Il flash mob

“Senza teatro, musica e cultura diventiamo tutti più poveri”. La protesta silenziosa degli artisti fa rumore

Una manifestazione pacifica per celebrare, in tempo di Covid, la cultura "motore di bellezza e salvifica". Questo lo spirito dell'appuntamento di questa mattina lungo Corso Vittorio Emanuele a Campobasso con la manifestazione degli artisti molisani

Il silenzio della musica, del mondo dell’arte e della cultura in generale in risposta al silenzio della politica. Nel giorno della Festa della Liberazione, si è tenuto il flash mob degli artisti molisani in piazza Vittorio Emanuele a Campobasso per sostenere i lavoratori dello spettacolo, della cultura, della musica, tra i settori colpiti più duramente dall’emergenza coronavirus.

Con gli strumenti della professione, la stessa che non possono più svolgere da quasi un anno e mezzi sono rimasti in silenzio per sensibilizzare la popolazione e le amministrazioni regionali e di governo sulle condizioni dei lavoratori del settore.

Chitarre, arpe, violini, tastiere, tamburi, scarpette di danza classica per dire che la “cultura è libertà”. Che la “musica non può stare in silenzio perché seppure capace di esprimersi anche col silenzio, quello che pesa sulle nostre vite adesso – dice un musicista – e soprattutto sul futuro, non è la classica ‘pausa’ musicale capace di parlare, quella che spesso regala magia. E’ un silenzio assassino di idee, progetti, speranze, fiducia. Abbiamo bisogno di tornare sui palchi, abbiamo bisogno di tornare alla nostra professione”.

▶ Compiti da svolgere
1. Traduci in inglese questa frase dell'articolo sul flash mob: "Nel giorno della Festa della Liberazione, si è tenuto il flash mob degli artisti molisani in piazza Vittorio Emanuele a Campobasso per sostenere i lavoratori dello spettacolo, della cultura, della musica, tra i settori colpiti più duramente dall’emergenza coronavirus."
2. In una a tre frasi, spiega perché, secondo l'articolo sul flash mob, gli artisti sono rimasti in silenzio con gli strumenti della loro professione.
3. Riproduci il passo dell'articolo sul flash mob partendo dalle parole "Una manifestazione pacifica" e fermandoti dopo "lavoratori del settore.".
I record non servono per svolgere nessuna delle attività.

Record archiviati

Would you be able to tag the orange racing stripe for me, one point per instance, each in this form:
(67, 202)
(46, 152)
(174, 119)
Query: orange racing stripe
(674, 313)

▶ Elenco soluzioni
1. On Liberation Day, the flash mob of the artists from Molise was held in Piazza Vittorio Emanuele in Campobasso to support workers in entertainment, culture and music, among the sectors hit hardest by the coronavirus emergency.

2. Gli artisti sono rimasti in silenzio per sensibilizzare la popolazione e le amministrazioni regionali e di governo sulle condizioni dei lavoratori del settore. Si tratta di una professione che non possono più svolgere da quasi un anno e mezzo.

3.
Una manifestazione pacifica per celebrare, in tempo di Covid, la cultura "motore di bellezza e salvifica". Questo lo spirito dell'appuntamento di questa mattina lungo Corso Vittorio Emanuele a Campobasso con la manifestazione degli artisti molisani

Il silenzio della musica, del mondo dell’arte e della cultura in generale in risposta al silenzio della politica. Nel giorno della Festa della Liberazione, si è tenuto il flash mob degli artisti molisani in piazza Vittorio Emanuele a Campobasso per sostenere i lavoratori dello spettacolo, della cultura, della musica, tra i settori colpiti più duramente dall’emergenza coronavirus.

Con gli strumenti della professione, la stessa che non possono più svolgere da quasi un anno e mezzi sono rimasti in silenzio per sensibilizzare la popolazione e le amministrazioni regionali e di governo sulle condizioni dei lavoratori del settore.